Passage provided:

Tuesday, May 06, 2008

Who Cares More About Human Rights?

Nidra Poller took some heat in this space recently for her articles about the Olympic torch and protesters from the French Left. Below is her response to her critics.


“You criticize protest but don’t offer any alternative”
by Nidra Poller


I love debate, and I am pleased with the debate provoked by my article “Semi-righteous indignation snuffs out the Olympic flame”. The last comment I picked up on May 5th — You criticize protest but don’t offer any alternative — is a good place to begin this follow-up article, hand-crafted for Gates of Vienna.

Stephane DiaganaFirst, let me explain that my reference to those who condemn President Sarkozy for sending troops to Afghanistan while pressuring him to boycott the opening ceremony of the Beijing Olympics is not a distillation of varied and sundry examples, it is an indirect résumé of a serious debate between reputable intellectuals (“Ripostes,” moderated by Serge Moatti) broadcast on the serious Channel 5. In the first half hour they pronounced Afghanistan a lost cause and pushed for accommodation with the Taliban; in the second half hour they rallied to the Tibetan cause… reduced to a symbolic gesture at the Olympics. Not everyone on the panel agreed, but no one seemed to notice the contradiction between their disinterest in Afghan civil rights, replaced by a passion for Tibetan civil rights.

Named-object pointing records
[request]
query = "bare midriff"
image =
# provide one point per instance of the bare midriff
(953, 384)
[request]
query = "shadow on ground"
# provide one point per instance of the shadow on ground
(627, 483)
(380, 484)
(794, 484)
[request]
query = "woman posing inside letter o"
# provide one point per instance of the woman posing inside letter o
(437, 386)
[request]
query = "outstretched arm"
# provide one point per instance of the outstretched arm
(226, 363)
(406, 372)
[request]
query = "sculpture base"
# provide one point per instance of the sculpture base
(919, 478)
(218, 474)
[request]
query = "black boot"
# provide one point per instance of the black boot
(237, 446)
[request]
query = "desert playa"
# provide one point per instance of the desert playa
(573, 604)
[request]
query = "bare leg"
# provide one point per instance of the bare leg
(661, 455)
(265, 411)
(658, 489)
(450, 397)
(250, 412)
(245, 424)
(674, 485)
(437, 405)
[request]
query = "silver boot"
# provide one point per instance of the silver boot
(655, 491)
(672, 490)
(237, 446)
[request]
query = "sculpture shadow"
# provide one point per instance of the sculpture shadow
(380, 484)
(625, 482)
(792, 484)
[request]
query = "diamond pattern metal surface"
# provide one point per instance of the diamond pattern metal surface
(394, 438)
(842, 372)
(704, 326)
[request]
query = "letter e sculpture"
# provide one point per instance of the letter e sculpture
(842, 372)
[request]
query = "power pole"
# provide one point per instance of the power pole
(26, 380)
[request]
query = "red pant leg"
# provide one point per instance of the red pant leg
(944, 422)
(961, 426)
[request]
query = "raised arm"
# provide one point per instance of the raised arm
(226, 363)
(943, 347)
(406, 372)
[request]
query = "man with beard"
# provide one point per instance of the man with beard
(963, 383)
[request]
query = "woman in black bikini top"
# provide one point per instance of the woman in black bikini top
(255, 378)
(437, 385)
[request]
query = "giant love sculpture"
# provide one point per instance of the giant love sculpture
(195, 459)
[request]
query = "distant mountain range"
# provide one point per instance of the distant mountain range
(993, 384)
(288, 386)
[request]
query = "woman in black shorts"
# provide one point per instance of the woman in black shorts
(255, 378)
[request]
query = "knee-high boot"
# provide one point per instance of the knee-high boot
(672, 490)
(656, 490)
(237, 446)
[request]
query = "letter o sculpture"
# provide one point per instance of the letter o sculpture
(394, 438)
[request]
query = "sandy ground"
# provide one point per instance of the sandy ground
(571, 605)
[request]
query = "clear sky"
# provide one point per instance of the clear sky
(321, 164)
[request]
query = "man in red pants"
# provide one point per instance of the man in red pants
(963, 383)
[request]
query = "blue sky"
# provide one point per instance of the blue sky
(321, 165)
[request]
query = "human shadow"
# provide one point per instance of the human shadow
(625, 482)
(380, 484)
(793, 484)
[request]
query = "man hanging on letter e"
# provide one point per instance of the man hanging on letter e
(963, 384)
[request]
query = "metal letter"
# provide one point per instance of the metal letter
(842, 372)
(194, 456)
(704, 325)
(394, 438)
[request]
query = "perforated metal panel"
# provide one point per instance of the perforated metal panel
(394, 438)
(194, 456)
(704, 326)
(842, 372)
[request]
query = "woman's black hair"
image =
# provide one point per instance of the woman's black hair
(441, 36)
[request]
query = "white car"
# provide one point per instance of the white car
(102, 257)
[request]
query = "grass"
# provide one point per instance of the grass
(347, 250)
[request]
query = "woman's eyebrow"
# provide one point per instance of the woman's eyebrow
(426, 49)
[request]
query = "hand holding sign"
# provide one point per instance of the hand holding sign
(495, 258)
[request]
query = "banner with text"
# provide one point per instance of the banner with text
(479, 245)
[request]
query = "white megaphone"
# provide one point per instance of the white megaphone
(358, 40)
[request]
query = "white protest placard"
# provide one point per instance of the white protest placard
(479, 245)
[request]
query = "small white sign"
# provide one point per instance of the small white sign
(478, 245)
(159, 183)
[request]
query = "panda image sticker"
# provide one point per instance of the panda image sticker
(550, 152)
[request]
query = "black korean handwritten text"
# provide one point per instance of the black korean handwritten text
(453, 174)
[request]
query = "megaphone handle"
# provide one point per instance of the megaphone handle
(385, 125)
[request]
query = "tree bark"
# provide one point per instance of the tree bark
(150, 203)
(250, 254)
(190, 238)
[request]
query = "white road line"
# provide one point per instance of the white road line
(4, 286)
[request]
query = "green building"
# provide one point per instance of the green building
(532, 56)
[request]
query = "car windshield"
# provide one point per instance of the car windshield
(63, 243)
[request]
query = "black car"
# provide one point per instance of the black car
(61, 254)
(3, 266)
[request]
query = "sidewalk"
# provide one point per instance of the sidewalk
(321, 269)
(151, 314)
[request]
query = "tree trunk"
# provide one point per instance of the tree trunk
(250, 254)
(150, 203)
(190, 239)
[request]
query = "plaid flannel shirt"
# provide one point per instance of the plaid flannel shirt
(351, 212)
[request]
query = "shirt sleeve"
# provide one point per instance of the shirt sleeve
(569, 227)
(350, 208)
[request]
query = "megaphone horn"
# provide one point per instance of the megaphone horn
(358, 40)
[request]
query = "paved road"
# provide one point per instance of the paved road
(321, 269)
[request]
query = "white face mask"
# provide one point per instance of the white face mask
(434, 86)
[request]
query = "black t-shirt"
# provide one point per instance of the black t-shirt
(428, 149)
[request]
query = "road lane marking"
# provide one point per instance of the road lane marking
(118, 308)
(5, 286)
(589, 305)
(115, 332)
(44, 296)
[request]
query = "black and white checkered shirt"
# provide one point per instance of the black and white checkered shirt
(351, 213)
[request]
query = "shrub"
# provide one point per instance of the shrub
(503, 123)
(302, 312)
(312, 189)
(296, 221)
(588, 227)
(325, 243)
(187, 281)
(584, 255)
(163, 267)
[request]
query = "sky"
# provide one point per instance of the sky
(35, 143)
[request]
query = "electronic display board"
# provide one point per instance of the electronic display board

Work instructions:
A – From the post on the Olympic torch protests, reproduce word for word the text from "by Nidra Poller" up to and including "Gates of Vienna.".
B – Pick out every line of the records that contains the word "human".

Complete answers:
A –
by Nidra Poller


I love debate, and I am pleased with the debate provoked by my article “Semi-righteous indignation snuffs out the Olympic flame”. The last comment I picked up on May 5th — You criticize protest but don’t offer any alternative — is a good place to begin this follow-up article, hand-crafted for Gates of Vienna.

B –
query = "human shadow"
# provide one point per instance of the human shadow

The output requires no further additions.